§ **WORK TO BE COMPLETED**
Take the records below and copy them exactly.
(TASK INPUT begins)
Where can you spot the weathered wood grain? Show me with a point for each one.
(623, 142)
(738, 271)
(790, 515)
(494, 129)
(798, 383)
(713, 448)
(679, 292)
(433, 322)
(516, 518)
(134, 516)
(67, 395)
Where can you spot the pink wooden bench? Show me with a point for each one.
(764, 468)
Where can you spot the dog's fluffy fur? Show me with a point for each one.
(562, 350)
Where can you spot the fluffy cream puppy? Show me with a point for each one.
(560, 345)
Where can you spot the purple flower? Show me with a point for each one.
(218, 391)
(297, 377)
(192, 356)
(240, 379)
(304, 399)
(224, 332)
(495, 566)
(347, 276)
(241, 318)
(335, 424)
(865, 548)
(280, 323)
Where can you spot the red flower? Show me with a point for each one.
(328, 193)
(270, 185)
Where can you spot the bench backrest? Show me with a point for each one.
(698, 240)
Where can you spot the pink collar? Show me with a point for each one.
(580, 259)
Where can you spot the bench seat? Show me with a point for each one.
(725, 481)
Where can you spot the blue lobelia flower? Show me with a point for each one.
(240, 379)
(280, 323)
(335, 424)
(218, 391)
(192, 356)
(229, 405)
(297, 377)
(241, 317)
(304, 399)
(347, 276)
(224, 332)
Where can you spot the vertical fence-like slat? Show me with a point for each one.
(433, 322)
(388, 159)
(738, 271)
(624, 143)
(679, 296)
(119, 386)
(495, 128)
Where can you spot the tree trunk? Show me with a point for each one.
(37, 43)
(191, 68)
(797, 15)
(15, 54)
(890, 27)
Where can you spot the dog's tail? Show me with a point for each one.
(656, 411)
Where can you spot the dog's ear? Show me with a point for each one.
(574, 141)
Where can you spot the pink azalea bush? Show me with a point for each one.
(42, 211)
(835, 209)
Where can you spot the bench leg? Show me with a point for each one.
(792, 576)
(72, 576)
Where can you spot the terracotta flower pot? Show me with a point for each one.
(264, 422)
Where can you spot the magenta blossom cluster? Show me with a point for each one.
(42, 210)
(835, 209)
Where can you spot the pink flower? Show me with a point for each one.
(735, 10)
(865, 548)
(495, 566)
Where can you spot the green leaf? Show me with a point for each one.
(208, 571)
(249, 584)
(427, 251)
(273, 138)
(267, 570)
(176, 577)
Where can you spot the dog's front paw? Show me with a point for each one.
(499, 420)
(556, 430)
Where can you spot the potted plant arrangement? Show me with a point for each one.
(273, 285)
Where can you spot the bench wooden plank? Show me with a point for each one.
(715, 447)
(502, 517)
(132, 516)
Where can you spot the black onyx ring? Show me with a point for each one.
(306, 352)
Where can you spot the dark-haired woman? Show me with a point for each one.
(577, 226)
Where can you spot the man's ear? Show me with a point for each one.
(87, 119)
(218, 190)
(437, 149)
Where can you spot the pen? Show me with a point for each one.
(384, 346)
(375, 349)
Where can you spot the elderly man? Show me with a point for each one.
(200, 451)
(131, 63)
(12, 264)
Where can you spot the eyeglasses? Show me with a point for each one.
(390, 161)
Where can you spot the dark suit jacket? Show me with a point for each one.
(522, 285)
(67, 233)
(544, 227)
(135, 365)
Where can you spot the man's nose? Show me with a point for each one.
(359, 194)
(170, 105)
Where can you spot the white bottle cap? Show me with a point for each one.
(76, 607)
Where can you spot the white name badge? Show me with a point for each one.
(TASK INPUT ends)
§ **SOLUTION TO THIS TASK**
Where can you spot the weathered wood grain? Show me with a point for each one.
(623, 142)
(738, 271)
(790, 515)
(494, 129)
(798, 383)
(713, 448)
(679, 292)
(433, 322)
(516, 518)
(134, 516)
(67, 395)
Where can you spot the pink wooden bench? Show me with a point for each one.
(764, 468)
Where can you spot the dog's fluffy fur? Show me with a point for each one.
(562, 350)
Where can you spot the fluffy cream puppy? Show me with a point for each one.
(560, 345)
Where can you spot the purple flower? Show me with a point for each one.
(218, 391)
(297, 377)
(192, 356)
(240, 379)
(304, 399)
(224, 332)
(495, 566)
(347, 276)
(241, 318)
(335, 424)
(865, 548)
(280, 323)
Where can you spot the red flower? Show me with a point for each one.
(328, 193)
(270, 185)
Where can you spot the bench backrest? Show me with a point for each one.
(698, 240)
Where can you spot the pink collar? Show me with a point for each one.
(580, 259)
Where can you spot the bench seat? Show me with a point for each one.
(725, 481)
Where can you spot the blue lobelia flower? Show me with a point for each one.
(240, 379)
(280, 323)
(335, 424)
(218, 391)
(192, 356)
(229, 405)
(297, 377)
(241, 317)
(304, 399)
(347, 276)
(224, 332)
Where can you spot the vertical fence-like slat? Show me with a point for each one.
(433, 322)
(388, 159)
(738, 271)
(624, 143)
(679, 296)
(119, 386)
(495, 128)
Where can you spot the tree trunk? Show me with a point for each one.
(37, 43)
(191, 68)
(797, 15)
(15, 54)
(890, 27)
Where can you spot the dog's tail? Show me with a point for each one.
(656, 411)
Where can you spot the dog's ear? Show me with a point for each one.
(574, 141)
Where can you spot the pink azalea bush? Show me with a point for each one.
(42, 211)
(835, 209)
Where can you spot the bench leg? Show me with a point for each one.
(792, 576)
(72, 576)
Where can you spot the terracotta flower pot? Show me with a point for each one.
(264, 422)
Where can you spot the magenta blossom cluster? Show me with a point for each one.
(42, 210)
(835, 209)
Where can you spot the pink flower? Show me with a point for each one.
(735, 10)
(865, 548)
(495, 566)
Where can you spot the green leaf? Show me with a point for each one.
(208, 571)
(249, 584)
(427, 251)
(273, 138)
(267, 570)
(176, 577)
Where can you spot the dog's front paw? Show me with a point for each one.
(499, 420)
(556, 430)
Where can you spot the potted plant arrangement? Show me with a point for each one.
(273, 285)
Where can you spot the bench wooden plank? Show me with a point for each one.
(715, 447)
(502, 517)
(132, 516)
Where can you spot the black onyx ring? Show me with a point for each one.
(306, 352)
Where can you spot the dark-haired woman? Show me with a point for each one.
(577, 226)
Where can you spot the man's ear? Show me with a point for each one.
(87, 119)
(218, 190)
(437, 149)
Where can you spot the pen? Show me with a point for each one.
(384, 346)
(375, 349)
Where can you spot the elderly man? Show me with a point for each one.
(200, 451)
(131, 63)
(12, 264)
Where can you spot the eyeglasses? Show me with a point for each one.
(390, 161)
Where can you spot the dark suit jacket? Show me with a point for each one.
(522, 285)
(67, 233)
(544, 227)
(135, 365)
Where can you spot the man's nose? Show me with a point for each one.
(359, 194)
(170, 105)
Where can you spot the white bottle cap? Show me with a point for each one.
(76, 607)
Where can you spot the white name badge? Show me with a point for each one.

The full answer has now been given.